- Opening Delimiter -

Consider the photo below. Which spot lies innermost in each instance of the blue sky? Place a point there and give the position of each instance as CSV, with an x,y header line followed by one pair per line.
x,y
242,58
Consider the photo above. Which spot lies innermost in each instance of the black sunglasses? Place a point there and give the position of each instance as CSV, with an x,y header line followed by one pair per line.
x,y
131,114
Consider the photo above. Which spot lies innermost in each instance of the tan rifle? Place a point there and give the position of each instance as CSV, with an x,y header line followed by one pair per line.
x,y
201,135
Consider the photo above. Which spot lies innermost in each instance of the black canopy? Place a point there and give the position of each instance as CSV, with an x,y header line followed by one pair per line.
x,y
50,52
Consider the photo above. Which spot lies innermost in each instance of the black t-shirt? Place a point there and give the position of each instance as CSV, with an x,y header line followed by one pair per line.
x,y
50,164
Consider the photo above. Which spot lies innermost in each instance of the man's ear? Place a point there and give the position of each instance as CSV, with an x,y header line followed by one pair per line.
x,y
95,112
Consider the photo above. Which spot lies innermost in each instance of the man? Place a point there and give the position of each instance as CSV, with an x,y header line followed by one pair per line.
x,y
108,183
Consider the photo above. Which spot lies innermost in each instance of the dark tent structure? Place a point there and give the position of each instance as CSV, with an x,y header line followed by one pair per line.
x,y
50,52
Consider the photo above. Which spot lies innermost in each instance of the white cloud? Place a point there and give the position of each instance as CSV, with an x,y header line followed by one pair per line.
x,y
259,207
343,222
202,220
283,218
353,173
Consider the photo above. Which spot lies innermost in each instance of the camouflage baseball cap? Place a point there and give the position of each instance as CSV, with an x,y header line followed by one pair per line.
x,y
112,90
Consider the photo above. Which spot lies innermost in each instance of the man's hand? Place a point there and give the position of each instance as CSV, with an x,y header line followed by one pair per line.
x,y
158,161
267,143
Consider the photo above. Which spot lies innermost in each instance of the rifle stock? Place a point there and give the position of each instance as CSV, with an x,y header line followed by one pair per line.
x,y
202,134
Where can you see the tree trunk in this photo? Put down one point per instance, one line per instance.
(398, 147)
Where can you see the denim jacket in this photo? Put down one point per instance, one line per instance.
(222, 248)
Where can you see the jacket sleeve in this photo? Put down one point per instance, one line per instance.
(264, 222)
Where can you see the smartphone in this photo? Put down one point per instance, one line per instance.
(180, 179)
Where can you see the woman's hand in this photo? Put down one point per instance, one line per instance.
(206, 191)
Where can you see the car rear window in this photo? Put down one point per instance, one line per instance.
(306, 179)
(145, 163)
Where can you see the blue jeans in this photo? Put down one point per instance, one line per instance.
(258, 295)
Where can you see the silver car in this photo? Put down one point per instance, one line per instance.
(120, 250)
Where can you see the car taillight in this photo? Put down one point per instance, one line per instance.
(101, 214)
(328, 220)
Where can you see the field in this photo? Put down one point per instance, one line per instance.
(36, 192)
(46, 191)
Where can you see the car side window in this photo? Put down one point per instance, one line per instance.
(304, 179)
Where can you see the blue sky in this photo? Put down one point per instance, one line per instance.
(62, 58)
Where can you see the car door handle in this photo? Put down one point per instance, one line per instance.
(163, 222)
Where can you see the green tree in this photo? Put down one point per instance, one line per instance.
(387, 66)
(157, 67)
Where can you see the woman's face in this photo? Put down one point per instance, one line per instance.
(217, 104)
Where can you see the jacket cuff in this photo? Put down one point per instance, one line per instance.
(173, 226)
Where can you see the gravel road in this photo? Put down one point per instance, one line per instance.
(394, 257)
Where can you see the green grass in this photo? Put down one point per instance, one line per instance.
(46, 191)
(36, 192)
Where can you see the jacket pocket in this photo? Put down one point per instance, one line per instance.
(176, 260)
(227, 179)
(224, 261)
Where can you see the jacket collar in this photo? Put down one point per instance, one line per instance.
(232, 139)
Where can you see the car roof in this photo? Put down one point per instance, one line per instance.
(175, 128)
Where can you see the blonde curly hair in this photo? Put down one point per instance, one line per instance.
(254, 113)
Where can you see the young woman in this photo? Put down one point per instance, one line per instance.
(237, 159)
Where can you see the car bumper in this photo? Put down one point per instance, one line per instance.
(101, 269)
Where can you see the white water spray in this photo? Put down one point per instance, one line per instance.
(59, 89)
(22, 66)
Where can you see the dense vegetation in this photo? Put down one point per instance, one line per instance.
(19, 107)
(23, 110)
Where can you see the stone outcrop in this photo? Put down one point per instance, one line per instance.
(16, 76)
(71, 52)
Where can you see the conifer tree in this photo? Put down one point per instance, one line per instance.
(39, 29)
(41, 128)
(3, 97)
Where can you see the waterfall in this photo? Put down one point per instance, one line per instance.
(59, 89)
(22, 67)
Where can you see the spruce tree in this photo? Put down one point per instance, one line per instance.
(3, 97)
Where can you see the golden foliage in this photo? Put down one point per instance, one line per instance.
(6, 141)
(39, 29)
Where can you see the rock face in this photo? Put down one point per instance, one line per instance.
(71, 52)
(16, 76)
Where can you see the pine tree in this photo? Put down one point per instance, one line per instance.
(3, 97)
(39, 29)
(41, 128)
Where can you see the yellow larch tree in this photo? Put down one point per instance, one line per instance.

- Closing Delimiter -

What you are asked to do:
Pull out every line from the one with "Where can you see the stone" to the end of the listing, and output only those.

Worked solution:
Where can you see the stone outcrop in this photo? Put down one point per instance, one line per instance.
(16, 76)
(71, 52)
Where can you see the conifer tree in this photo? Put down one point per instance, one line per instance.
(39, 29)
(41, 128)
(3, 97)
Where can you see the waterfall in this photo? Put down one point per instance, one line per instance.
(59, 89)
(22, 67)
Where can you see the spruce tree in this photo? Put down one point per instance, one line per instance.
(3, 97)
Where can you see the golden foliage in this photo? Put down one point per instance, one line per instance.
(6, 141)
(39, 29)
Where can you see the rock face in this photo? Put down one point per instance, one line per instance.
(71, 52)
(16, 76)
Where can you see the pine tree in this photo? Put down one point per instance, one line per instance.
(3, 97)
(39, 29)
(41, 128)
Where can you see the yellow larch tree in this photo? Put down one point per instance, one line per instance.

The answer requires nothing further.